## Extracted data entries
·····
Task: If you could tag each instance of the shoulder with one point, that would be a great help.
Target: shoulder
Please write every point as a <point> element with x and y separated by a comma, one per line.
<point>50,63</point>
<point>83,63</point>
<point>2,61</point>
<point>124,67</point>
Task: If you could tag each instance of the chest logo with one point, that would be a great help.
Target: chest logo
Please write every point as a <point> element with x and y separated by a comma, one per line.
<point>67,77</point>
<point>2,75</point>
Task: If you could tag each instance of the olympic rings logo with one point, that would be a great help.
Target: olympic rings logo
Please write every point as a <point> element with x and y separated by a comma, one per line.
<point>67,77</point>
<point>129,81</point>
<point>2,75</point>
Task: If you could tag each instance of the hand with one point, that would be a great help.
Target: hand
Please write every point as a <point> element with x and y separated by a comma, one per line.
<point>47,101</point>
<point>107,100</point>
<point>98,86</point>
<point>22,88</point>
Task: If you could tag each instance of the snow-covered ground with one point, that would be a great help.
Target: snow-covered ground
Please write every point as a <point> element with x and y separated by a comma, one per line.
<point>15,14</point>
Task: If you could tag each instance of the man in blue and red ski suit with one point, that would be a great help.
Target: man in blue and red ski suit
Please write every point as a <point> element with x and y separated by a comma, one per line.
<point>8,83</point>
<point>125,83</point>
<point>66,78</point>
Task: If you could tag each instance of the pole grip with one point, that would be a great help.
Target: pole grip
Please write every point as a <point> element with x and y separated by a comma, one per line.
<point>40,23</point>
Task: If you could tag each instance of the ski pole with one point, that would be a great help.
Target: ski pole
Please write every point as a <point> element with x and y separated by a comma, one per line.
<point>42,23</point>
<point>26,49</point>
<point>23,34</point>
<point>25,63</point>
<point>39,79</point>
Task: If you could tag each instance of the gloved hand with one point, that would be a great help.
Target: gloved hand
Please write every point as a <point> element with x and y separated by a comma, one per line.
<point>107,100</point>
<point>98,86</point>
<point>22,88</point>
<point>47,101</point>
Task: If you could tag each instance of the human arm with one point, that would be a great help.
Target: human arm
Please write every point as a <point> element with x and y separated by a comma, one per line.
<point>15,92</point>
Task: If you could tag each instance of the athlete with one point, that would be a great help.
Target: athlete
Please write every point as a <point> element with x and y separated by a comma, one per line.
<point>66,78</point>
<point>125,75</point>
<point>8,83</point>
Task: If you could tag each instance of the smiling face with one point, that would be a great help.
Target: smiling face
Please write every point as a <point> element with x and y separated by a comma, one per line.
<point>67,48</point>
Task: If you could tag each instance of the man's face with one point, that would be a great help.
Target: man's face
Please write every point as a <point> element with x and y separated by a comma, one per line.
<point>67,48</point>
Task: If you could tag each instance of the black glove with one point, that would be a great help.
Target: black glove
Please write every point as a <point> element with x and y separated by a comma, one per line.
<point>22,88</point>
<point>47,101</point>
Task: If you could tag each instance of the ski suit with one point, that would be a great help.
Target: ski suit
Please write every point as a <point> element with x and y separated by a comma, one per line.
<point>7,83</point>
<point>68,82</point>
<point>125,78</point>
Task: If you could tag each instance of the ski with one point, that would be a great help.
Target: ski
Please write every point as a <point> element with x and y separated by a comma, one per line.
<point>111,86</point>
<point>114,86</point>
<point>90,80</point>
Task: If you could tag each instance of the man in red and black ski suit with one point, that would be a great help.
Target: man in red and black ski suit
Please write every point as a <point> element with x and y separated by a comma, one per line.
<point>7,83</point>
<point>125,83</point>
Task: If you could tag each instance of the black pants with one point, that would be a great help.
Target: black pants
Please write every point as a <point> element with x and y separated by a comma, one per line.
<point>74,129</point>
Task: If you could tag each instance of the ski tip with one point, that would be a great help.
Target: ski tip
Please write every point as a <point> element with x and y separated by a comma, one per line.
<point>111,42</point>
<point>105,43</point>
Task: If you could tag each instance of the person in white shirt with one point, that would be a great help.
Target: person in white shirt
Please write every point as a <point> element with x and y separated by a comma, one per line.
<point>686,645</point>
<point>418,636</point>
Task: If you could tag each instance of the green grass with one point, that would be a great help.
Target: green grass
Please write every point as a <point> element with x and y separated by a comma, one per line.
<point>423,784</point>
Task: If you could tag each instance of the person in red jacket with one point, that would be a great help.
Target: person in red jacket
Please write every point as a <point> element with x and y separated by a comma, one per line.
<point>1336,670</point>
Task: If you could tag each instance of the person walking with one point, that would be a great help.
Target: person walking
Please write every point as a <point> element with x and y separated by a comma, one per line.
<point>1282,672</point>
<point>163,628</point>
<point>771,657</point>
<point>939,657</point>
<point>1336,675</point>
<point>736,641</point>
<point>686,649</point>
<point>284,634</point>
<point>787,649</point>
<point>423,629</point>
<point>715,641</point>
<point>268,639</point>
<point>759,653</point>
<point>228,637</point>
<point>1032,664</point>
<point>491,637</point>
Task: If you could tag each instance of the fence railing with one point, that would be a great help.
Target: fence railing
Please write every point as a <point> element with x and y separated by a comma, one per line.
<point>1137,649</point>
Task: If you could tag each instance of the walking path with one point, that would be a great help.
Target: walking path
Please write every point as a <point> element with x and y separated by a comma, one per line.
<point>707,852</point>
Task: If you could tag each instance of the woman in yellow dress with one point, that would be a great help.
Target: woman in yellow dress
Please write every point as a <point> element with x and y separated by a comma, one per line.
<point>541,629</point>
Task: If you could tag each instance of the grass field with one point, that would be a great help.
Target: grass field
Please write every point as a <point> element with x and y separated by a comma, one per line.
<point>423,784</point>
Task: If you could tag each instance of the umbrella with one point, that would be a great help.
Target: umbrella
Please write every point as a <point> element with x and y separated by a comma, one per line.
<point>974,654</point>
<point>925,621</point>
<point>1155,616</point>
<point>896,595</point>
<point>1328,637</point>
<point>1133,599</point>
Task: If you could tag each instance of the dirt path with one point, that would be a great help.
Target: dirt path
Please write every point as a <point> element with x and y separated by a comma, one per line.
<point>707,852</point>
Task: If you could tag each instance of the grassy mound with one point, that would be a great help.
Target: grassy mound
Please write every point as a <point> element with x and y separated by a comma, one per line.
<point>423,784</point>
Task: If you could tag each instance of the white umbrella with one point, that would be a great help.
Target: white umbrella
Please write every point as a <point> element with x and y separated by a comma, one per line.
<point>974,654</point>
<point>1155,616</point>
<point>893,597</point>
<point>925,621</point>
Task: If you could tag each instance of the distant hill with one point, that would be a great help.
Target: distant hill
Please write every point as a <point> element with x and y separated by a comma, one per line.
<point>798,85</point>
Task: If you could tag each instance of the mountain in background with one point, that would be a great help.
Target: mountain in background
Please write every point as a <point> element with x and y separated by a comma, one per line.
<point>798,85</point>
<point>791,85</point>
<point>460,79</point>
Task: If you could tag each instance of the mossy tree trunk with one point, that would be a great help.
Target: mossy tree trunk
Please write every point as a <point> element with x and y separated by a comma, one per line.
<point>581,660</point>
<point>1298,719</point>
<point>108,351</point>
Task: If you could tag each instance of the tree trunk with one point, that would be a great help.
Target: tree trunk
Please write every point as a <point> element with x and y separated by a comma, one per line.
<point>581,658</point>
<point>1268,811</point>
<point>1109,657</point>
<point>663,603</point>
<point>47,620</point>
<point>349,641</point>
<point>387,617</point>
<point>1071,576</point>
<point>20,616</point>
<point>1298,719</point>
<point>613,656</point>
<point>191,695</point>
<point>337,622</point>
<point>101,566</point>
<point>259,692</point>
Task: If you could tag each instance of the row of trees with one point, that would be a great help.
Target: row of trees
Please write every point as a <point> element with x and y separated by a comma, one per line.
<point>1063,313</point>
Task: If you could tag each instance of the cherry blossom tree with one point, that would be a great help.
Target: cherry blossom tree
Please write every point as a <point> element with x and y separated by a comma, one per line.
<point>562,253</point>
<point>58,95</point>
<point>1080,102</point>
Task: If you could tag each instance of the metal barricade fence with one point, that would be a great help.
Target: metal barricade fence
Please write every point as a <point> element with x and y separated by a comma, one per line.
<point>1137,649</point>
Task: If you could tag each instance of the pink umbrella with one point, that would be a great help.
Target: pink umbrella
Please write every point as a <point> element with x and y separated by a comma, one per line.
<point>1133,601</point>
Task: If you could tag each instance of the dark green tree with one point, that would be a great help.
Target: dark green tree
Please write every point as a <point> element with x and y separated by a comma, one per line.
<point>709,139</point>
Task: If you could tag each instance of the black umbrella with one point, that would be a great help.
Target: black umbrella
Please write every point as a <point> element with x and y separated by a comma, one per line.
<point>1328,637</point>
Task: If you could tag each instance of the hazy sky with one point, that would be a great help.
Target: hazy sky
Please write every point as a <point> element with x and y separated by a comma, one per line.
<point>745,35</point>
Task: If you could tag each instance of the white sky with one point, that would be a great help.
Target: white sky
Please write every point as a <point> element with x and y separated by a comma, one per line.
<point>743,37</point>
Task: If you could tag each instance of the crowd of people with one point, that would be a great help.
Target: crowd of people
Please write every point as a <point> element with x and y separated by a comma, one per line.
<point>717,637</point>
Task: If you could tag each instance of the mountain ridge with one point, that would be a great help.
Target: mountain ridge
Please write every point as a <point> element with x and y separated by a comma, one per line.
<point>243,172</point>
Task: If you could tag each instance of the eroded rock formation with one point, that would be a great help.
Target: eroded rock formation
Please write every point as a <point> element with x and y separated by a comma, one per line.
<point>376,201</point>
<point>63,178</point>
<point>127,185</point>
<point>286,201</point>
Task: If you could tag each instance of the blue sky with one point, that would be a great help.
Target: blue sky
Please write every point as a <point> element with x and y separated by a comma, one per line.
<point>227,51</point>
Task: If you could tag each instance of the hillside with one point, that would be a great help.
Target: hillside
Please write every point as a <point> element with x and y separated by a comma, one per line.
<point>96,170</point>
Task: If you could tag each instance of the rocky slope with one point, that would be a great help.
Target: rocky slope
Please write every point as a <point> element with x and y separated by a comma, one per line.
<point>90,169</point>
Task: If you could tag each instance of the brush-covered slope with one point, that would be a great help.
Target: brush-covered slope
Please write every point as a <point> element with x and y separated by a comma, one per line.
·····
## What the task requires
Return exactly what appears in the records from the line with "Target: hillside" through the final line, and nothing else.

## Solution below
Target: hillside
Please write every point as a <point> element with x and y separated by a comma, one per line.
<point>96,170</point>
Task: If you could tag each instance of the rocky slope with one point, that would be a great help.
Target: rocky slope
Please write every point as a <point> element with x and y separated by a comma, one per line.
<point>90,169</point>
Task: If you could tag each instance of the brush-covered slope with one point, that would be a great help.
Target: brush-covered slope
Please write every point as a <point> element with x and y separated by a comma, one per line.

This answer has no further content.